TASK PROMPT:
Report each line in the dataset below that contains the word "tower".

Rows from a dataset:
↓
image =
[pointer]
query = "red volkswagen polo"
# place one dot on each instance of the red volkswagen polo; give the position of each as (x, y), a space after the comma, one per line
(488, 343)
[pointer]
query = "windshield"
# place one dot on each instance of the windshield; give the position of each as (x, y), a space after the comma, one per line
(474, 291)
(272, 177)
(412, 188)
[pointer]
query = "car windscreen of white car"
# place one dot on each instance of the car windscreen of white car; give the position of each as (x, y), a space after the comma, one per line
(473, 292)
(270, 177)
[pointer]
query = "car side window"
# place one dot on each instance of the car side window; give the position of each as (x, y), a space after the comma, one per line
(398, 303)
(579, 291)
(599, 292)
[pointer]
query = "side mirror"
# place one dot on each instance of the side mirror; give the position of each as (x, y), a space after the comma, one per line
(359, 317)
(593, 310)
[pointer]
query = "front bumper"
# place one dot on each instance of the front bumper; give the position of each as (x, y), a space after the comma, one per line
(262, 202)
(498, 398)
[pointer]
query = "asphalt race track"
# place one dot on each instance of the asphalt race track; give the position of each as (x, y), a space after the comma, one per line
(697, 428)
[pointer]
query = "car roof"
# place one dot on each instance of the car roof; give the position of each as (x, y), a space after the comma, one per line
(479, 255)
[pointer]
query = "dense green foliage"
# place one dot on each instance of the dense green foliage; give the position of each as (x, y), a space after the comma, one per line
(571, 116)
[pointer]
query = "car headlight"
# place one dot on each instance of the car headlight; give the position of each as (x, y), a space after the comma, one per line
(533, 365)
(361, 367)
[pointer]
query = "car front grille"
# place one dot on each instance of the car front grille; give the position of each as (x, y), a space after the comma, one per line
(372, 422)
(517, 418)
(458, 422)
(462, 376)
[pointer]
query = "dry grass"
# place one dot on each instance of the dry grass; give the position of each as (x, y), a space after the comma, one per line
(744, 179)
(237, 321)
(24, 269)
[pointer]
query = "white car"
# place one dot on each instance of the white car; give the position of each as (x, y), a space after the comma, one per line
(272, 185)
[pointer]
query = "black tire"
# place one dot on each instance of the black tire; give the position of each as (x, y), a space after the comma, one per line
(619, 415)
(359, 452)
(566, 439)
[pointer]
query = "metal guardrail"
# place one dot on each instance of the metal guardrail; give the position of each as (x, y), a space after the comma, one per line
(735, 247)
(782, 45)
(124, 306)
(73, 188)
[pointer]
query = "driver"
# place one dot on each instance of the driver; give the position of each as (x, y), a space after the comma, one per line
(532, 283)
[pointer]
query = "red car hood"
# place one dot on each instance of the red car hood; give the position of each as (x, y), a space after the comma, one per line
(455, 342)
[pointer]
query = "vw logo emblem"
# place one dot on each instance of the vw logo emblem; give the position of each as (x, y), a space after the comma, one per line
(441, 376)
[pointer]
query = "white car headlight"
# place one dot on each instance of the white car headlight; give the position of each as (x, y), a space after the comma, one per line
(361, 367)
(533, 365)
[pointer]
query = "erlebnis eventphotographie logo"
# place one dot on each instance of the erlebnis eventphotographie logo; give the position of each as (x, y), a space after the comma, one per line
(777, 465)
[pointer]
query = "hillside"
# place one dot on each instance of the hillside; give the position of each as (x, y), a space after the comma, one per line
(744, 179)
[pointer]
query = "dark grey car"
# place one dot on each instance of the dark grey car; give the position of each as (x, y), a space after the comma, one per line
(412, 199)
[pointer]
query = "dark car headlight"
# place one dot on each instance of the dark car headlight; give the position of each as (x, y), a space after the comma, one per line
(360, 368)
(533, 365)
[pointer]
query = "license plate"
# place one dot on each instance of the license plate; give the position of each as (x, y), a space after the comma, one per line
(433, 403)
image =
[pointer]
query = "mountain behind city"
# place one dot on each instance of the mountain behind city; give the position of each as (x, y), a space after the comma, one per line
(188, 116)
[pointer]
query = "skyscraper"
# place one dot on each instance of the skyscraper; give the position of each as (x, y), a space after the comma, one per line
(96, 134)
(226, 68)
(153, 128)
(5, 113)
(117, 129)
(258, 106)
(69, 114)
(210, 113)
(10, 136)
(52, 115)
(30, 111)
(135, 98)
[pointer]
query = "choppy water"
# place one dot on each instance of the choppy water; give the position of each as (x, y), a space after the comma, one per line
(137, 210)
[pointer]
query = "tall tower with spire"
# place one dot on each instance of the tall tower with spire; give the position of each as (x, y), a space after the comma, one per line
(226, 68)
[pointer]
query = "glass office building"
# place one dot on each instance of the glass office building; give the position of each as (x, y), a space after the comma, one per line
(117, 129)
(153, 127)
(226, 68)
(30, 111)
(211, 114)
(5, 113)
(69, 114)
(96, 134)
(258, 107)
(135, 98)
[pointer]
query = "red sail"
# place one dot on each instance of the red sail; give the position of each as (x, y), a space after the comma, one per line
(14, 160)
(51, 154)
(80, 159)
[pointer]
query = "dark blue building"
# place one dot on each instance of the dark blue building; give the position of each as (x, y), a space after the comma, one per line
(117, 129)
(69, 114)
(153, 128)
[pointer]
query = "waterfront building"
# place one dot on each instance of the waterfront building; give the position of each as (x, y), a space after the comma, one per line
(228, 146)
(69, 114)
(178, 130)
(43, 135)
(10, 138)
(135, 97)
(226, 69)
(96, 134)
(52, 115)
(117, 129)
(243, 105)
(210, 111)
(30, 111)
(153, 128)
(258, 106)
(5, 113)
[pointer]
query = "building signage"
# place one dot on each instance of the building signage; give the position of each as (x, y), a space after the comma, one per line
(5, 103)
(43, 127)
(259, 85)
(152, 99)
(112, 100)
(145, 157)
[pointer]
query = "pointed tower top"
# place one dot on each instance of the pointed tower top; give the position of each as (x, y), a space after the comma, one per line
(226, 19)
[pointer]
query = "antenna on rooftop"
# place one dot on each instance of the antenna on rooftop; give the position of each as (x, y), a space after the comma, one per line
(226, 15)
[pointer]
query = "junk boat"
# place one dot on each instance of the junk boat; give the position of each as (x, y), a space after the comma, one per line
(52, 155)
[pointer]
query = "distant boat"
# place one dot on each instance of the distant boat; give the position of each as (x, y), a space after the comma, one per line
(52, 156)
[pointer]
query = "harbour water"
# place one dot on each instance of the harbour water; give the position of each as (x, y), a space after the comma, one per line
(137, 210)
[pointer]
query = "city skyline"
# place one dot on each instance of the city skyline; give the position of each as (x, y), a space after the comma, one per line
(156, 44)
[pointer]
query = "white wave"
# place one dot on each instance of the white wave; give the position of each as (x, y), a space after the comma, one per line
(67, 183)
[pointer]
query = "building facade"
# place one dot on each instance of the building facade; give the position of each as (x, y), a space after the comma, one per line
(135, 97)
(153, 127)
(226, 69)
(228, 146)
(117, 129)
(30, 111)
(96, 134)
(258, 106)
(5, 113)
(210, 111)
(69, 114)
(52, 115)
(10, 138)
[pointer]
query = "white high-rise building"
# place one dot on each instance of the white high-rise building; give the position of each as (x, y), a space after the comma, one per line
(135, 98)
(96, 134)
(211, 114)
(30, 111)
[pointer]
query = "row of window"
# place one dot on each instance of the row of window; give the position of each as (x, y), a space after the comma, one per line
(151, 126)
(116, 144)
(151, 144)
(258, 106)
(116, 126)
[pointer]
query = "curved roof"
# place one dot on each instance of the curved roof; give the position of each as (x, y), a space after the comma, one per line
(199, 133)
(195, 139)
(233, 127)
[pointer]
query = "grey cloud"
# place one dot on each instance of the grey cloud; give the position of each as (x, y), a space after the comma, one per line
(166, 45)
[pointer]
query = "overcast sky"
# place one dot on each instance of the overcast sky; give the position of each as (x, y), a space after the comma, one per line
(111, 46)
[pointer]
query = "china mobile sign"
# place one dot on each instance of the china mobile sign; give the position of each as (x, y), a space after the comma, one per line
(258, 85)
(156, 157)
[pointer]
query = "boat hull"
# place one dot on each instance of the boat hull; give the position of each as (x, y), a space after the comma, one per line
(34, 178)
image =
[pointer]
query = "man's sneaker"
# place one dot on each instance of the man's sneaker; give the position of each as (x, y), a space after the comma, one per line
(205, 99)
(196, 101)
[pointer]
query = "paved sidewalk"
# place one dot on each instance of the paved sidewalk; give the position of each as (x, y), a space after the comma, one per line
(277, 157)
↑
FINISHED TASK:
query = "tall tower with spire"
# place one dot on each instance of the tall tower with spire; give the position of each as (x, y), a space after the comma, one per line
query = "pointed tower top"
# place one dot on each instance of the pointed tower top; give the position of each as (x, y), a space after the comma, one per line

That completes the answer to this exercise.